From the records that follow, copy every line in which "below" appears.

[Records supplied Boundary: Start]

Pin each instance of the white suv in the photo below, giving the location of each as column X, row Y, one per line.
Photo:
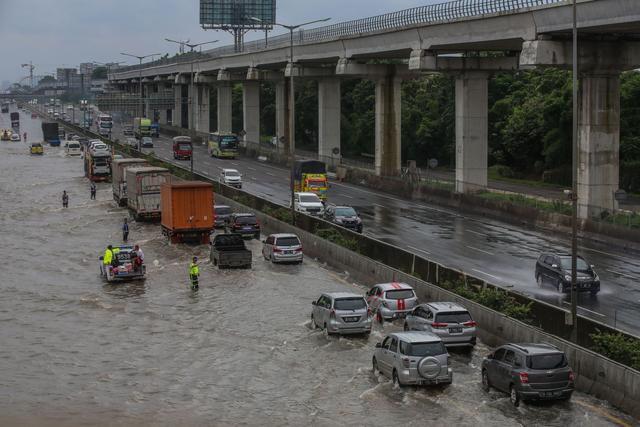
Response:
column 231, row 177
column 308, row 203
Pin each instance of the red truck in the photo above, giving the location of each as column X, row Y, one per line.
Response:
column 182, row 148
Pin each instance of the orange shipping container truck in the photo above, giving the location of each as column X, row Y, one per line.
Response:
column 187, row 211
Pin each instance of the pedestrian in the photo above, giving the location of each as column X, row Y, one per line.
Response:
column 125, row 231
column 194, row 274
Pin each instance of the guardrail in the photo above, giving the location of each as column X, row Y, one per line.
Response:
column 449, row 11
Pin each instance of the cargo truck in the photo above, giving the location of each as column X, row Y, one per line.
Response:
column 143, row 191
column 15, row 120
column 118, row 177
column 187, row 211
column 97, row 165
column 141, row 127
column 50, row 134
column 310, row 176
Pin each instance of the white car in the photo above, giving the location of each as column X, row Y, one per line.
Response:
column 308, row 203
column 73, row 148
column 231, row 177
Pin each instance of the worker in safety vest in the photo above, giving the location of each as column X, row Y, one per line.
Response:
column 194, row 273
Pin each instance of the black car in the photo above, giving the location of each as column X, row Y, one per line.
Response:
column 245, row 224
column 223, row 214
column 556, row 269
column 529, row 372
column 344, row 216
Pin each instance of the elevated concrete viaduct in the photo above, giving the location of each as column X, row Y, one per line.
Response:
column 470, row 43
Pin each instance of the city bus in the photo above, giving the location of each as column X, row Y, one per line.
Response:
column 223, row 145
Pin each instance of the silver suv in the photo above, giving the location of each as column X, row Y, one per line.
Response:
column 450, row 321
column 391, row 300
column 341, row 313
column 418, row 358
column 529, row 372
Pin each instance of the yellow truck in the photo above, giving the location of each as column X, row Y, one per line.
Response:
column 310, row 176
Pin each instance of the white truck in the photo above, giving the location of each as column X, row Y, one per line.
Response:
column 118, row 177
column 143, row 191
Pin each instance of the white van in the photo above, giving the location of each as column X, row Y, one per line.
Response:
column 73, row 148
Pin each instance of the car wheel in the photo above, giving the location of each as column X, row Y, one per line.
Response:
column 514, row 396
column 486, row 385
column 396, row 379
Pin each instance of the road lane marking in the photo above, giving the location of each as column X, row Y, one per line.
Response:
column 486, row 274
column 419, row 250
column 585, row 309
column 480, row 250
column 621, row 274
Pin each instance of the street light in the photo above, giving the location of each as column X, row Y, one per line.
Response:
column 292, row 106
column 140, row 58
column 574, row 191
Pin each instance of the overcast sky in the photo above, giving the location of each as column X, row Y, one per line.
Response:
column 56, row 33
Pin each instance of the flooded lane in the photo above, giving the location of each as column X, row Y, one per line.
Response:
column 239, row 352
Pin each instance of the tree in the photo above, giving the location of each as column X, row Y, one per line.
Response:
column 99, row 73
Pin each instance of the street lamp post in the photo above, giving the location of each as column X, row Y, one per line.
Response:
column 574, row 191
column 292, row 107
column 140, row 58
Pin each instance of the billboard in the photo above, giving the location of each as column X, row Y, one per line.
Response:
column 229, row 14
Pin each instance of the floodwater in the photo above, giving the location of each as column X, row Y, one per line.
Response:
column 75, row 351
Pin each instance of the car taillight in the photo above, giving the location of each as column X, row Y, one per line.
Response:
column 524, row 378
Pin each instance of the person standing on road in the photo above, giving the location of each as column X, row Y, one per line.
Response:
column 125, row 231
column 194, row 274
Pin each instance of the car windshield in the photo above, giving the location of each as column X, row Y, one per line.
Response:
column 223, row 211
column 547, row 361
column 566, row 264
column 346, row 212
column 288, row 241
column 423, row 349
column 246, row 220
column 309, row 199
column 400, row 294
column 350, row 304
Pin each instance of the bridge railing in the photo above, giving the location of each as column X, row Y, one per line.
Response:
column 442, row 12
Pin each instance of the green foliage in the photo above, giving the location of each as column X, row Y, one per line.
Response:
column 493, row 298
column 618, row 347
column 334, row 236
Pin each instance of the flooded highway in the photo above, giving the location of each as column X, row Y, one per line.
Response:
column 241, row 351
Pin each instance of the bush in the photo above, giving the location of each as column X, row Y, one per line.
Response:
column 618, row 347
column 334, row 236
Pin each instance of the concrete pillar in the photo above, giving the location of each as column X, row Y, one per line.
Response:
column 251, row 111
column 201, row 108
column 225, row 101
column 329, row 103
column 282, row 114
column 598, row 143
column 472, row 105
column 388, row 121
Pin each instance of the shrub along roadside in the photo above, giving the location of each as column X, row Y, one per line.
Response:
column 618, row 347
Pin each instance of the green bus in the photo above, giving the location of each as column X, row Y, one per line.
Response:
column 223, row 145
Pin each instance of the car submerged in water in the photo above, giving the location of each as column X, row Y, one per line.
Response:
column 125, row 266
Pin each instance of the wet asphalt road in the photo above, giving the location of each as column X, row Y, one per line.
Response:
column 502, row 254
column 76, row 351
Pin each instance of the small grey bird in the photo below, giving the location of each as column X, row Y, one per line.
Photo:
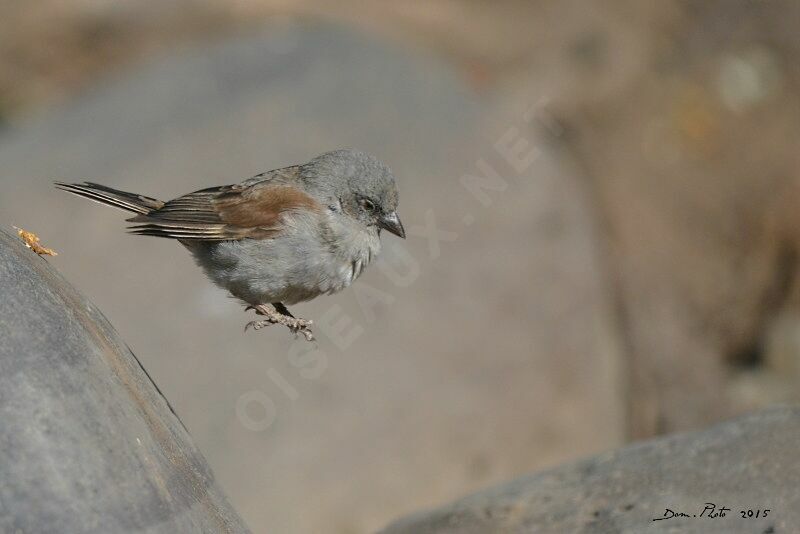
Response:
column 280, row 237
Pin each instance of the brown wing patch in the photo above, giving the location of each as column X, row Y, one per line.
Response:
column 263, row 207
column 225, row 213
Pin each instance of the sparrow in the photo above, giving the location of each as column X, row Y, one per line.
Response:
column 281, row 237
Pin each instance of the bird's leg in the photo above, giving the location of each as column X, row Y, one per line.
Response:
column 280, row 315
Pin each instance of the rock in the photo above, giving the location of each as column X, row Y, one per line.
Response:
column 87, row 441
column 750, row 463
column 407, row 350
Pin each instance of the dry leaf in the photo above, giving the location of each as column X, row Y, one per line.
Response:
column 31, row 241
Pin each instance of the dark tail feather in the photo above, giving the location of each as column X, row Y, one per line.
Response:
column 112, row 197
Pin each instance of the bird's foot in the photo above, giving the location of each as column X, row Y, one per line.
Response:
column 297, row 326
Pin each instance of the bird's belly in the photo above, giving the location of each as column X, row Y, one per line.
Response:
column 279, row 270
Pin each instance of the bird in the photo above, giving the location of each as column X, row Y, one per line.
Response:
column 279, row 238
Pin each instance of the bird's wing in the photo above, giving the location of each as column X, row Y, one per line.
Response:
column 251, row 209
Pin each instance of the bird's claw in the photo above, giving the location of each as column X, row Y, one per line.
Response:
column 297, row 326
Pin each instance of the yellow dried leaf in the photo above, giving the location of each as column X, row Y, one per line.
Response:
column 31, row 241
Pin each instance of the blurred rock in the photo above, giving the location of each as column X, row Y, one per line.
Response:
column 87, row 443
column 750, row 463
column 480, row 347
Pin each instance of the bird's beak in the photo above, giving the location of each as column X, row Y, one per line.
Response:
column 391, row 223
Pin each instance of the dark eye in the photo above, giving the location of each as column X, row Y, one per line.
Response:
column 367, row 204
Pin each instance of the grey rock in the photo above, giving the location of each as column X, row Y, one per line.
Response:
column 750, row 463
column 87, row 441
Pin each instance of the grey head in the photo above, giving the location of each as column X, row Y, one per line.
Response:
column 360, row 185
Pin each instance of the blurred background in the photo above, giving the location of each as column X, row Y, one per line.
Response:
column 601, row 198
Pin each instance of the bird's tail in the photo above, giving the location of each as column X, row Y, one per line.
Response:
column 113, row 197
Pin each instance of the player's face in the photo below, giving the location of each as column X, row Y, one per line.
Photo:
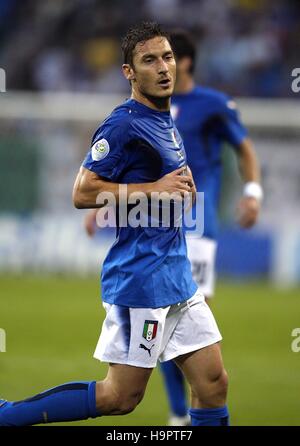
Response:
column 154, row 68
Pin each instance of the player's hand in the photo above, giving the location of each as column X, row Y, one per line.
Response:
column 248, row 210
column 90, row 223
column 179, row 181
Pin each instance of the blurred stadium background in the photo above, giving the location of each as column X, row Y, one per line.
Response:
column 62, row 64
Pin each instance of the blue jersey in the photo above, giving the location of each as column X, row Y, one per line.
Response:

[Records supplied Boundary: End]

--- Response for this exercise ---
Pin each instance of the white suv in the photo below, giving the location of each as column X, row Y, one per line.
Pin each instance of the small grey bird in the photo below, giving the location of each as column X, row Y, one per line.
Pin each instance of the player's face in the photo below, giving the location of each as column X, row Y, one per line.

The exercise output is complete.